» AUSGANGSTEXT:
════════════════

Bis man das alles drin hat vergehen etliche Spielstunden, aber meiner Meinung nach lohnt es sich. Wenn dir irgendeine Tastenbelegung überhaupt nicht liegt, dann kannst du sie in den Optionen auch auf eine andere Taste legen. Weniger Tastenkombinationen werden es damit aber wahrscheinlich nicht.

ArmA 2 ist halt eine taktische Simulation (wird in einer modifizierten Variante auch vom US Militär für's Taktiktraining benutzt, deren Version heißt VBS 2, bietet noch mehr Möglichkeiten, kostet aber auch deutlich mehr) und kein reiner Taktikshooter wie z. B. Ghost Recon. Die Simulationselemente beschränken sich allerdings hauptsächlich auf den Infantriekampf, nicht auf das Bedienen von Fahr- und Flugzeugen. Das Gameplay ist sehr langsam, benötigt viel Vorausdenken, aber man kann sich halt Zeit lassen (sofern man nicht den Fehler gemacht hat alle Gegner in der Umgebung aufzuscheuchen und diese einen jagen).

Wenn du "hungrig" bist und die Möglichkeiten dieses Spiels kennenlernen willst, empfehle ich dir die Gameplayvideos von Armastation und TaselCC auf Youtube. Wenn du von dem Team (hauptsächlich Koop-Missionen mit teilweise recht vielen Mitspielern) einige der richtig guten Missionen gesehen hast, sollte dich das (sofern dich das Thema generell anspricht) motivieren dich in die komplexe, teilweise auch komplizierte, aber viele Möglichkeiten bietende Steuerung einzuarbeiten. Hab mal eine meiner Meinung nach sehr gut gemachte Mission auf youtube verlinkt:
*
**ArmA 2 - niCe.Team - Dirty Road (1-5) - YouTube
ArmA 2 - niCe.Team - Dirty Road (2-5) - YouTube
ArmA 2 - niCe.Team - Dirty Road (3-5) - YouTube
ArmA 2 - niCe.Team - Dirty Road (4-5) - YouTube
ArmA 2 - niCe.Team - Dirty Road (5-5) - YouTube

*


----------



## hogan1980 (12. April 2012)

Die Steuerung ist wirklich zum weg laufen.
Zum Thema Simulator: Das einzige was das Spiel wirklich zufriedenstellend "simuliert" ist, dass Verhalten hirnamputierter Vollidioten..
Jedes mal wenn mein Trupp in einen Helicopter steigen soll, rennt einer dieser "simulierten" Vollpfosten hinten gegen den Rumpf, da er nicht in der Lage ist, einen weitern Bogen um den Hubschrauber zu machen. 
Schade das nicht "simuliert" wurde, was passiert wenn jemand in den Heckrotor rennt.. Dann hätte man wenigstens eine Genugtuung, diesen Pfeifen zu zu schauen..

════════════════

» ERFASSTE ANGABEN:
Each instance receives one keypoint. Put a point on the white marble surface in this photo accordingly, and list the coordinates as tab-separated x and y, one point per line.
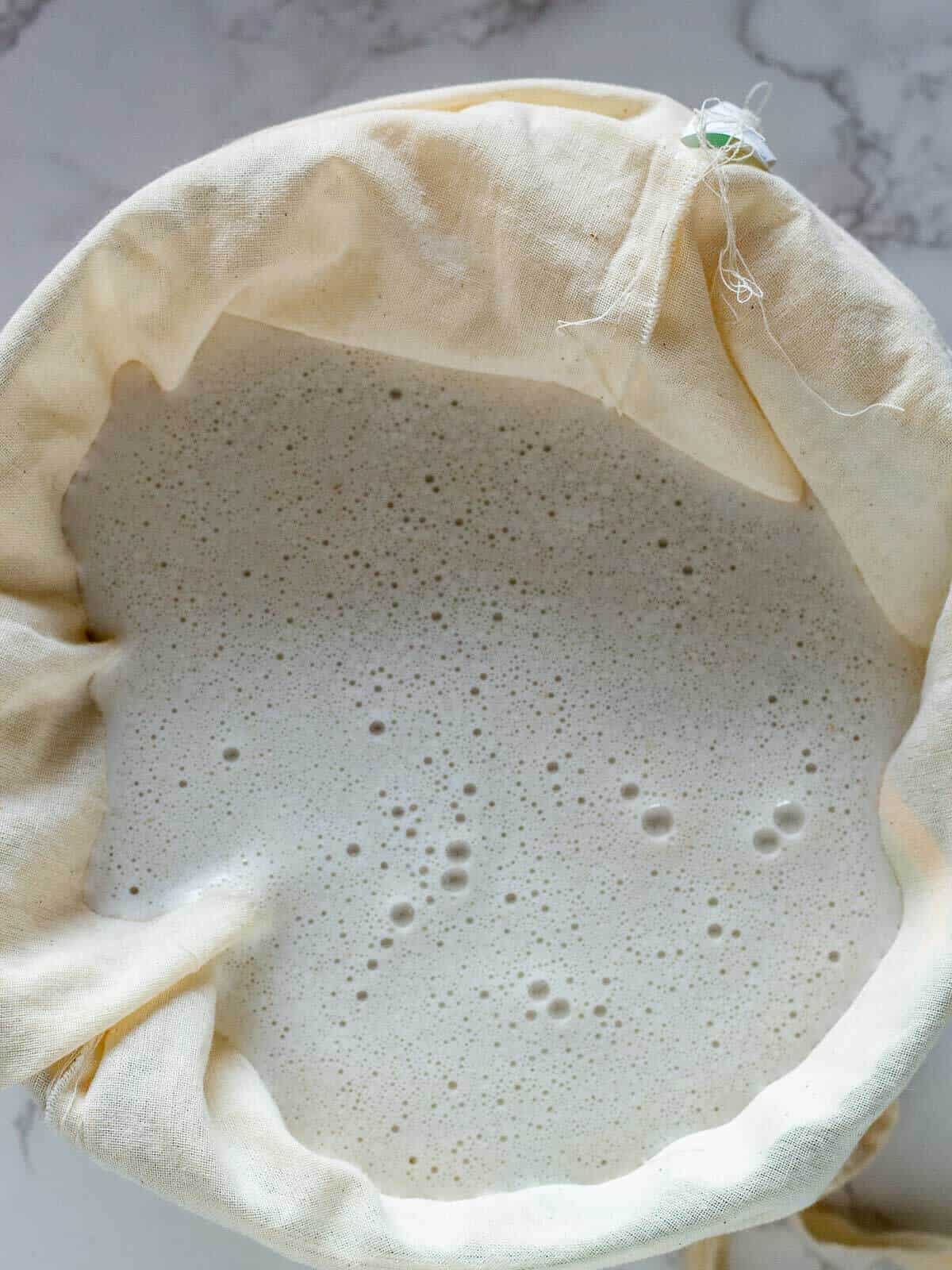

════════════════

» AUFGABENSTELLUNG:
- 1) Entscheide für jede der folgenden Aussagen, ob sie mit dem Forumstext zu ArmA 2 übereinstimmt, und antworte jeweils mit Ja oder Nein samt den ausschlaggebenden Worten aus dem Text im genauen Wortlaut: (a) Das Gameplay von ArmA 2 ist schnell. (b) Eine unpassende Tastenbelegung lässt sich in den Optionen auf eine andere Taste legen. (c) Die Version VBS 2 kostet weniger als ArmA 2.
- 2) Setze den Forumstext zu ArmA 2 nach seinem letzten Satz fort.

» ANTWORTEN JE AUFGABE:
- 1)
(a) Nein: „Das Gameplay ist sehr langsam, benötigt viel Vorausdenken“
(b) Ja: „Wenn dir irgendeine Tastenbelegung überhaupt nicht liegt, dann kannst du sie in den Optionen auch auf eine andere Taste legen.“
(c) Nein: „bietet noch mehr Möglichkeiten, kostet aber auch deutlich mehr“

- 2)
Wie schon jemnd schrieb, bei OP Fashpoint hat man das ganze noch "ertragen"..  Heutzutage ist es eine Frechheit.


----------



## MisterSmith (13. April 2012)

Ich fand die Steuerung bei Operation Flashpoint und Arma gut. Was mich viel mehr bei Arma 1 gestört hatte, war ein Bug der manchmal die Soldaten/"mich" nicht mehr aufstehen ließ, nach dem man gekrochen war.

Da gab es eine Mission, in der man einen Stützpunkt verteidigen sollte. Man bezog Stellung und eliminierte alle Eindringlinge. Aber die Mission endete einfach nicht, obwohl ich den Zeitraffer eingeschaltet hatte.

Irgendwann habe ich dann bemerkt, dass einer der gegnerischen Soldaten gar nicht tot war, sondern einfach am Boden fest hing und sich nicht mehr bewegte.


----------



## Neawoulf (13. April 2012)

@MisterSmith Solche Bugs sind schon nervig, vor allem die Kampagnen kommen immer wieder damit an. Aufstehen konnte ich allerdings bisher immer ... manchmal sogar dann, wenn ich's gar nicht wollte (bei bestimmten Oberflächen stand mein Soldat manchmal automatisch auf, was ziemlich unpraktisch ist, wenn überall Gegner herumwuseln).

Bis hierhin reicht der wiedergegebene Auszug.